# start of Exercise inputs

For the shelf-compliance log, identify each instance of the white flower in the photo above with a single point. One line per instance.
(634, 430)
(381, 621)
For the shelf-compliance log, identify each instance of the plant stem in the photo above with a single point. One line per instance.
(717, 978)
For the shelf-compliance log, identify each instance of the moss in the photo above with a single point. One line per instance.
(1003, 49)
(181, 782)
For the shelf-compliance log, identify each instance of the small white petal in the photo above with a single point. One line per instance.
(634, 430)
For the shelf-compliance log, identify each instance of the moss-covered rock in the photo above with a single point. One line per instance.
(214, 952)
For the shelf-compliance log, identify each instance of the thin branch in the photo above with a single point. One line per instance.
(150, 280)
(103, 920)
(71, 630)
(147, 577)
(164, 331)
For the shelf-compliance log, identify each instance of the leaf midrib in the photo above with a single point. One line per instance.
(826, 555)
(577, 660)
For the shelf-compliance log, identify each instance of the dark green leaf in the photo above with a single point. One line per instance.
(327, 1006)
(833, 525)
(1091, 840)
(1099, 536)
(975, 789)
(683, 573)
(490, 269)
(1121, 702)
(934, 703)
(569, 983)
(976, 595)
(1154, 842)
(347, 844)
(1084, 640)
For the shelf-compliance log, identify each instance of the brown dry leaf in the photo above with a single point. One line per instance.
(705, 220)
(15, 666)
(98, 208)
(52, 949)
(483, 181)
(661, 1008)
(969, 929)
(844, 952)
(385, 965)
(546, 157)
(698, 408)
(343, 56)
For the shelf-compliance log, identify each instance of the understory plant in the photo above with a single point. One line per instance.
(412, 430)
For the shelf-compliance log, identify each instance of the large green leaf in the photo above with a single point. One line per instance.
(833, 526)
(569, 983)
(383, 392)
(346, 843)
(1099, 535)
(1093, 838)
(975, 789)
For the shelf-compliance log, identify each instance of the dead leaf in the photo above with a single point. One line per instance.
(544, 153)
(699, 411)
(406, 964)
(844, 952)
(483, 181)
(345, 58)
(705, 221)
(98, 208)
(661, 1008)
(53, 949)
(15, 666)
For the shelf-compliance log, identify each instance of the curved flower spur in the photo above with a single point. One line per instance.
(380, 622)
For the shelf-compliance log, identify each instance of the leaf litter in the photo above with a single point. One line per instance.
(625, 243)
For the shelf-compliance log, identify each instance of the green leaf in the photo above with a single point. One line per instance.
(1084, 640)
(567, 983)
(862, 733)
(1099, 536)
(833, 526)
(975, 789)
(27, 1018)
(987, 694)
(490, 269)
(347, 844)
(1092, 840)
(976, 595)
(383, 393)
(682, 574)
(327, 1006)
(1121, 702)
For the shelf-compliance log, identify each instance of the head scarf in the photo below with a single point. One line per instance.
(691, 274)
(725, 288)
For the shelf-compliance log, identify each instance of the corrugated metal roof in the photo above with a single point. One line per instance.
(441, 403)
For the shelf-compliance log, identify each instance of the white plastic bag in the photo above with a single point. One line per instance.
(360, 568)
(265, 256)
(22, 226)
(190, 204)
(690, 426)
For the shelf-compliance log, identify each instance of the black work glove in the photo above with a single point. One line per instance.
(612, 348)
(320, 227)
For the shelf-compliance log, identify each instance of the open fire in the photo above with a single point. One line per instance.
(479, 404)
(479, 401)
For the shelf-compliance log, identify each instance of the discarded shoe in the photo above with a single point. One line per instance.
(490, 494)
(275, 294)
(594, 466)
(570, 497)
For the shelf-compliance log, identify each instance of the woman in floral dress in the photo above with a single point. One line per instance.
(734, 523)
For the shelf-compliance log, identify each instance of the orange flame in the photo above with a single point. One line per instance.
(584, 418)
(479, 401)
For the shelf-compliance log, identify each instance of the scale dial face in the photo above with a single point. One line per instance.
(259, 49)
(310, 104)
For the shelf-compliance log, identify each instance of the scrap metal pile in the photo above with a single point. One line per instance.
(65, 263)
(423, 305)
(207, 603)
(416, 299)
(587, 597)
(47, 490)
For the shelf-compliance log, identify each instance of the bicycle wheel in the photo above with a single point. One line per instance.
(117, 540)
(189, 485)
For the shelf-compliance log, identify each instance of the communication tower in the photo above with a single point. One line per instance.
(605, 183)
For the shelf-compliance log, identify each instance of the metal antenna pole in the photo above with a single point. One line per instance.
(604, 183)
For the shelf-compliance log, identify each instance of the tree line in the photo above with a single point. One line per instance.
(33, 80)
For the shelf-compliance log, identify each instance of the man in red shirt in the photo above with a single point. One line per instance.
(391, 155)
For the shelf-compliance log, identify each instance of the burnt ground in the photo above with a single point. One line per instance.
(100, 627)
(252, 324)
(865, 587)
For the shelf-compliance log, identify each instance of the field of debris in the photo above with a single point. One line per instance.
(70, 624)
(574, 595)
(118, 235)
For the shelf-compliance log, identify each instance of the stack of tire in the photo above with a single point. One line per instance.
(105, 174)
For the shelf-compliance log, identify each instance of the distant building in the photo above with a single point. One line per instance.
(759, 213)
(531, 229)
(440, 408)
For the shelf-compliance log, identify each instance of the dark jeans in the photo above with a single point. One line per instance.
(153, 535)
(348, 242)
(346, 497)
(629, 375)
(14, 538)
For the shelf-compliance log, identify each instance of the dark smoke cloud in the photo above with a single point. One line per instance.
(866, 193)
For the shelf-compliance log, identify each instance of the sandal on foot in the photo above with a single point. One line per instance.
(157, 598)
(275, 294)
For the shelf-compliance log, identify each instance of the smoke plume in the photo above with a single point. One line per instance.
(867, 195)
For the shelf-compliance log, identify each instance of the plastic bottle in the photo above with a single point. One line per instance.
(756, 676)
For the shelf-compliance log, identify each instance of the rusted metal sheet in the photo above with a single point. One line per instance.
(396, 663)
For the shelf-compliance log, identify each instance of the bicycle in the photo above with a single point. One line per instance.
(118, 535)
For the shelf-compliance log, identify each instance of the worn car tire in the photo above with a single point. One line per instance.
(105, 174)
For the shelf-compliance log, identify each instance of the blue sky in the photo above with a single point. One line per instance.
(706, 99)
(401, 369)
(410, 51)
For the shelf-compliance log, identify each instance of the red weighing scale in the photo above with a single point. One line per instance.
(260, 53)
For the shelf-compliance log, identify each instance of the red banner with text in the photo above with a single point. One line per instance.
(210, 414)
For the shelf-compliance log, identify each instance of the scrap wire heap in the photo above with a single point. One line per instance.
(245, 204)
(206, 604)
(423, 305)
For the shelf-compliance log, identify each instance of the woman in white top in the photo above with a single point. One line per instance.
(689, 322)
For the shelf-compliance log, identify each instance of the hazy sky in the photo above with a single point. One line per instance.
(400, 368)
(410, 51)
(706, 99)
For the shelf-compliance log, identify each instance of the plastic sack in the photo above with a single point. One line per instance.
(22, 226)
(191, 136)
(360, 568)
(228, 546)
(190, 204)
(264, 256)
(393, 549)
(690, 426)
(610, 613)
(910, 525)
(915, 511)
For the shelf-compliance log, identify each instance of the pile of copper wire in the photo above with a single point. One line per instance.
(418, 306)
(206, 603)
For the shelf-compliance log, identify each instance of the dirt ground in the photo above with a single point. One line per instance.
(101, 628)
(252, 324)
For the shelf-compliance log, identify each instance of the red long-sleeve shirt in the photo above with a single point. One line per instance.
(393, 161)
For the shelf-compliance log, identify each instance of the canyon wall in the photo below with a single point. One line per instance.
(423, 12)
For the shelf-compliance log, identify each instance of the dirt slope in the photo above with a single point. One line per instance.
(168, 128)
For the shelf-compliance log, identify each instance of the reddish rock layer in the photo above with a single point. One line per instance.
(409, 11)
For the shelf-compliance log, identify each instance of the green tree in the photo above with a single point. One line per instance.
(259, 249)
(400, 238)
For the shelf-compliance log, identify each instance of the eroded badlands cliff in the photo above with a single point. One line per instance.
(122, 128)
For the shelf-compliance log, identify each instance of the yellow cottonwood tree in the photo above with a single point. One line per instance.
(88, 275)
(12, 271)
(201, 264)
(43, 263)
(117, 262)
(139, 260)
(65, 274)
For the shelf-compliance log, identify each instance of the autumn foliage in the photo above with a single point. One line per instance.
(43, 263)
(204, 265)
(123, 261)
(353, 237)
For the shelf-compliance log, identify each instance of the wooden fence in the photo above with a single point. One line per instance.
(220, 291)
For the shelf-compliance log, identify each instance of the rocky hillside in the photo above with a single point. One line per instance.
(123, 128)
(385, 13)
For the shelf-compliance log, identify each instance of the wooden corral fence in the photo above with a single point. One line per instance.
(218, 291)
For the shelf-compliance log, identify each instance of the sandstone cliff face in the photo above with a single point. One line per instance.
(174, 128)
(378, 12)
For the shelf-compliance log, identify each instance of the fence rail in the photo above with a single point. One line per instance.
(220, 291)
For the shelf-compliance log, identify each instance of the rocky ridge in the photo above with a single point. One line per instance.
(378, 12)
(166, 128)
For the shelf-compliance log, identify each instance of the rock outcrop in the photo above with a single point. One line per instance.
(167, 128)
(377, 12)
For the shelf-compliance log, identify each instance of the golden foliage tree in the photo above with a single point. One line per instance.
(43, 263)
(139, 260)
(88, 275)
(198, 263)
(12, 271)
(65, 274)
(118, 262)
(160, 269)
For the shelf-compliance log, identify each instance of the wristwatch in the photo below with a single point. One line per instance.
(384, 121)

# end of Exercise inputs
# start of Exercise inputs

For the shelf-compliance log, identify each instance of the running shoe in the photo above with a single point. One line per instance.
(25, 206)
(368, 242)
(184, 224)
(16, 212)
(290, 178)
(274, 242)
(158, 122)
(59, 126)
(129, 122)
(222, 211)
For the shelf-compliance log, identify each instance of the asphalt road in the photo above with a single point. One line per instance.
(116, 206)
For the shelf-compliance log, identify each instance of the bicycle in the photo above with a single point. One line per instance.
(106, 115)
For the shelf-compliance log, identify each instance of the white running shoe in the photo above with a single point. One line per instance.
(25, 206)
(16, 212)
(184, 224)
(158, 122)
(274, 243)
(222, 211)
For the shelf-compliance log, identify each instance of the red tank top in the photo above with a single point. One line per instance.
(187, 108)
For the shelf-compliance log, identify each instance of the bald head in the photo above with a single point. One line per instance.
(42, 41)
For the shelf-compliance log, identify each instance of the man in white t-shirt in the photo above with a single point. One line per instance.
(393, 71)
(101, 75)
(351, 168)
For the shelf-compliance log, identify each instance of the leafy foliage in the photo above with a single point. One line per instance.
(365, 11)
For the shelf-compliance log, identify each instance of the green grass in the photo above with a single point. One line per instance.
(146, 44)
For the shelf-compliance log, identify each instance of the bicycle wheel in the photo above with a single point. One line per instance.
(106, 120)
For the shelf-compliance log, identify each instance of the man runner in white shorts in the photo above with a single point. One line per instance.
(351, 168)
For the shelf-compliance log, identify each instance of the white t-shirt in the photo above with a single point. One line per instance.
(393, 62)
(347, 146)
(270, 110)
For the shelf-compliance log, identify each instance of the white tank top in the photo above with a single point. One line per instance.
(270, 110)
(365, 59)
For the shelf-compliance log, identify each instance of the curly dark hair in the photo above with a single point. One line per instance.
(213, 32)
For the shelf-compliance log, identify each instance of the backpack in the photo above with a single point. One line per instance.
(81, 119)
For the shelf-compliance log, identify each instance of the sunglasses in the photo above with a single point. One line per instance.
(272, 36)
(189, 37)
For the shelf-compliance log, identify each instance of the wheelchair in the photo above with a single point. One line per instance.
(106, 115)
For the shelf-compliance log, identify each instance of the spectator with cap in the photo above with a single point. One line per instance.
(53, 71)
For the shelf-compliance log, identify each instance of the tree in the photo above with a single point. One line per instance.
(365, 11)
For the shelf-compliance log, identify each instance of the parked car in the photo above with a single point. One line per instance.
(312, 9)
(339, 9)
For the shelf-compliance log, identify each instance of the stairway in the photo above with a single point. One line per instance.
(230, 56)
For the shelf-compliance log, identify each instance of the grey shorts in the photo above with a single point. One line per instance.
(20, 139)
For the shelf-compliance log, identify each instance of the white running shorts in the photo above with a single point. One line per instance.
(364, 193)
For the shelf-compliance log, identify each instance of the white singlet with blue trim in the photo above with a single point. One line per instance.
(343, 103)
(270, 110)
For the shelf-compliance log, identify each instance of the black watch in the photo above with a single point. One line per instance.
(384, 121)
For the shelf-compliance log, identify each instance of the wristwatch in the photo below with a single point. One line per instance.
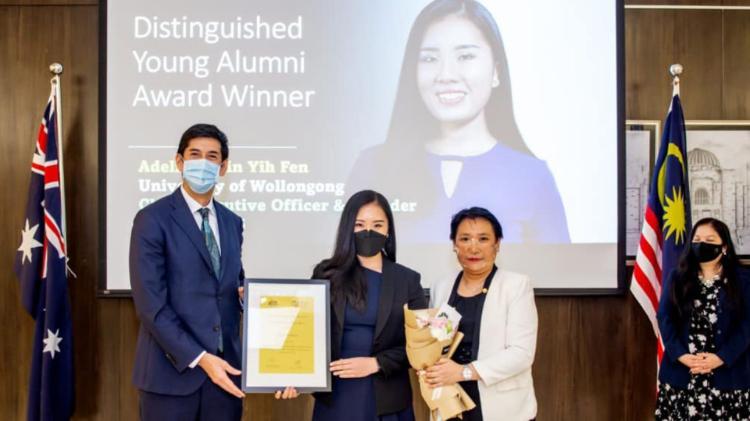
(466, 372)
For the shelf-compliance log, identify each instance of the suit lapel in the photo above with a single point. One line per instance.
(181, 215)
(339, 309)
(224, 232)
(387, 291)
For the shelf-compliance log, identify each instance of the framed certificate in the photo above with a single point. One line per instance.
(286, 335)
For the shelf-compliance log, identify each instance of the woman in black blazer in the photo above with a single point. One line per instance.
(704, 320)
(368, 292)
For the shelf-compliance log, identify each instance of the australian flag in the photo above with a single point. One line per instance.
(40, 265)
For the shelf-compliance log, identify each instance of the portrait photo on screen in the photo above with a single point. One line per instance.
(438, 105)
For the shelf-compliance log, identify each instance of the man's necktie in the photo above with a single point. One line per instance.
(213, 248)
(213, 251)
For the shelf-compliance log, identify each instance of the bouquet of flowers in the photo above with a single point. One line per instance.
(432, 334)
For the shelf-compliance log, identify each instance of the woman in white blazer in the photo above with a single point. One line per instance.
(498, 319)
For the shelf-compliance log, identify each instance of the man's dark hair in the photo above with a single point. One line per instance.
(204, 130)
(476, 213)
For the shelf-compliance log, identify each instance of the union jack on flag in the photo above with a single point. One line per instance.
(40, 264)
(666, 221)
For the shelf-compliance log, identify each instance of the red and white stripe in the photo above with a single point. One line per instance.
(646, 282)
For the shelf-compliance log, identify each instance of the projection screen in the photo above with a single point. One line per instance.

# end of Exercise inputs

_Written exercise:_ Count the lines in the entries above that contain the string "scale", and reply with the number only.

_The result:_ 2